*** Opening of Source data ***

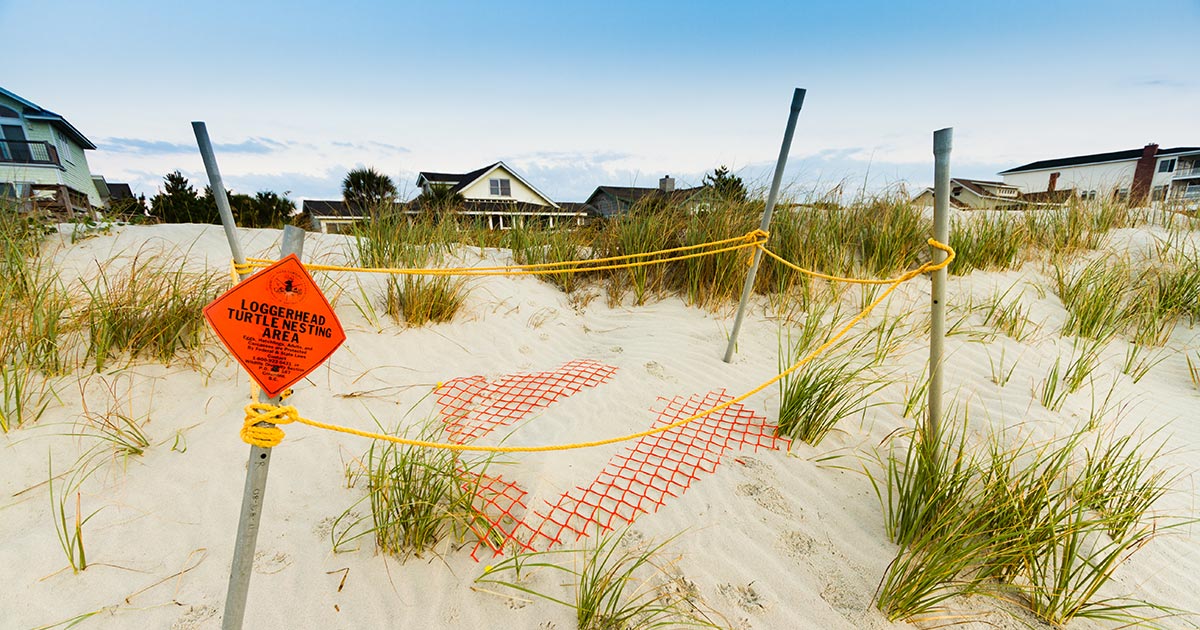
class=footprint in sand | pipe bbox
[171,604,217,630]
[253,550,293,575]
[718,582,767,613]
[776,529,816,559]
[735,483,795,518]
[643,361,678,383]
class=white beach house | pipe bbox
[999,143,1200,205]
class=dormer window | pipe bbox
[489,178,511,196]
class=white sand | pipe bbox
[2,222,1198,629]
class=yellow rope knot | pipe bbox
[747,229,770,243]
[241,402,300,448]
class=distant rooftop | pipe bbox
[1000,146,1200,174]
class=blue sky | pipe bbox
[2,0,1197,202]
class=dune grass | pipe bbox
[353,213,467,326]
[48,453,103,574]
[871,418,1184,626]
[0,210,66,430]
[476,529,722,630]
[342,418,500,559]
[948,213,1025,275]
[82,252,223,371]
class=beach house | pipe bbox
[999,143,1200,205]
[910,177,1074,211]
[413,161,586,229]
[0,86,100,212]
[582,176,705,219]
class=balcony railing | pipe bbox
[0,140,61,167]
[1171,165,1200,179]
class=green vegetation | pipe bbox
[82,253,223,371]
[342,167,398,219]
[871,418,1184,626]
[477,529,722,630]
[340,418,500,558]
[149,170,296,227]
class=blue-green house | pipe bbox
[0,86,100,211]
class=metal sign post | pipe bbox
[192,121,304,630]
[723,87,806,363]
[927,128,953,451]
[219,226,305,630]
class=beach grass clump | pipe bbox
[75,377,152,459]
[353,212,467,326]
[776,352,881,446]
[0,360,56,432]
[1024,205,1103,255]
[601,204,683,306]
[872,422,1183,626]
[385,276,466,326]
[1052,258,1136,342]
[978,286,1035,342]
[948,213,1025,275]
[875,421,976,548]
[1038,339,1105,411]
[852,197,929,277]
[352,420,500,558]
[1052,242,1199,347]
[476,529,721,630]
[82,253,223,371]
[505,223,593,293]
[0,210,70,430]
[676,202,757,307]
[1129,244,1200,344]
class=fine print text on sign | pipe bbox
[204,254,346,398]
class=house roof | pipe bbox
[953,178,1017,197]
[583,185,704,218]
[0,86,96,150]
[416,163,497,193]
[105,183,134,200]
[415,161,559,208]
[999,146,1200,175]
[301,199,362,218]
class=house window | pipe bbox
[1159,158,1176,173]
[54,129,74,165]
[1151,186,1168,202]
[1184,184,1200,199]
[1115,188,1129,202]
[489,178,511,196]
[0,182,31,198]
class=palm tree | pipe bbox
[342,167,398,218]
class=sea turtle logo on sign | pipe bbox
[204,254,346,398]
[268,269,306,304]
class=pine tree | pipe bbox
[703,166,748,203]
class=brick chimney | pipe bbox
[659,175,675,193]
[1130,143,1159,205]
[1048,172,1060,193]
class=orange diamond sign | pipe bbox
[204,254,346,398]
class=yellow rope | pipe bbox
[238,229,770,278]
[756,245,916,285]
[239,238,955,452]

*** Close of Source data ***

Every line of the material should be repeated precisely; pictures are to be excluded.

class=footprint in sand | pipe bbox
[171,604,217,630]
[253,550,293,575]
[718,582,767,613]
[776,529,816,559]
[735,483,795,518]
[643,361,678,383]
class=white beach house | pipe bbox
[999,143,1200,205]
class=dormer window | pipe bbox
[489,178,511,196]
class=white sand | pipe bbox
[2,222,1198,629]
class=yellow rope knot | pipe bbox
[747,229,770,243]
[241,402,300,448]
class=distant rooftop | pipe bbox
[1000,146,1200,174]
class=blue sky | pipe bbox
[2,0,1197,202]
class=dune grass | pipe bbox
[353,213,467,326]
[48,453,103,574]
[871,418,1184,626]
[0,210,66,430]
[476,529,722,630]
[342,418,500,559]
[948,213,1025,275]
[82,252,223,371]
class=beach house | pipe bbox
[999,143,1200,205]
[910,177,1074,211]
[413,161,586,229]
[0,86,100,212]
[582,176,705,219]
class=balcony railing | pipe bbox
[0,140,61,167]
[1171,165,1200,179]
class=green vegetation | pipe bbox
[82,253,223,371]
[342,167,398,219]
[871,418,1184,626]
[477,529,722,630]
[340,418,500,558]
[149,170,296,227]
class=blue-green house | pipe bbox
[0,86,100,211]
class=metal sign post | pipe bbox
[192,121,304,630]
[723,87,806,363]
[927,128,953,451]
[219,226,305,630]
class=beach grass clump | pipe bbox
[75,377,152,459]
[353,212,467,326]
[776,352,881,446]
[0,360,56,432]
[1024,205,1103,255]
[601,204,683,306]
[872,422,1183,626]
[385,276,466,326]
[1052,258,1136,342]
[978,286,1035,342]
[948,213,1025,275]
[875,421,976,548]
[1038,339,1105,411]
[852,197,929,277]
[352,420,500,558]
[1052,242,1199,347]
[476,529,721,630]
[82,253,223,371]
[505,223,593,293]
[0,210,70,430]
[676,202,757,307]
[1129,244,1200,344]
class=fine print text on sign | pipe bbox
[204,254,346,398]
class=house roof | pipe bbox
[953,178,1017,197]
[583,185,704,218]
[0,86,96,150]
[416,163,497,193]
[105,183,134,200]
[415,161,559,208]
[999,146,1200,175]
[301,199,362,218]
class=house window | pipe bbox
[1159,158,1176,173]
[54,129,74,165]
[1151,186,1168,202]
[1184,184,1200,199]
[1115,188,1129,202]
[489,178,511,196]
[0,182,31,198]
class=palm tree | pipe bbox
[342,167,398,218]
class=sea turtle logo on sign | pipe bbox
[204,254,346,398]
[268,269,306,304]
class=pine tree | pipe bbox
[703,166,748,203]
class=brick chimney | pipe bbox
[659,175,675,193]
[1130,143,1159,205]
[1048,172,1060,193]
class=orange diamond sign | pipe bbox
[204,254,346,398]
class=yellow rope | pipe bbox
[238,229,770,278]
[756,245,916,285]
[239,238,955,452]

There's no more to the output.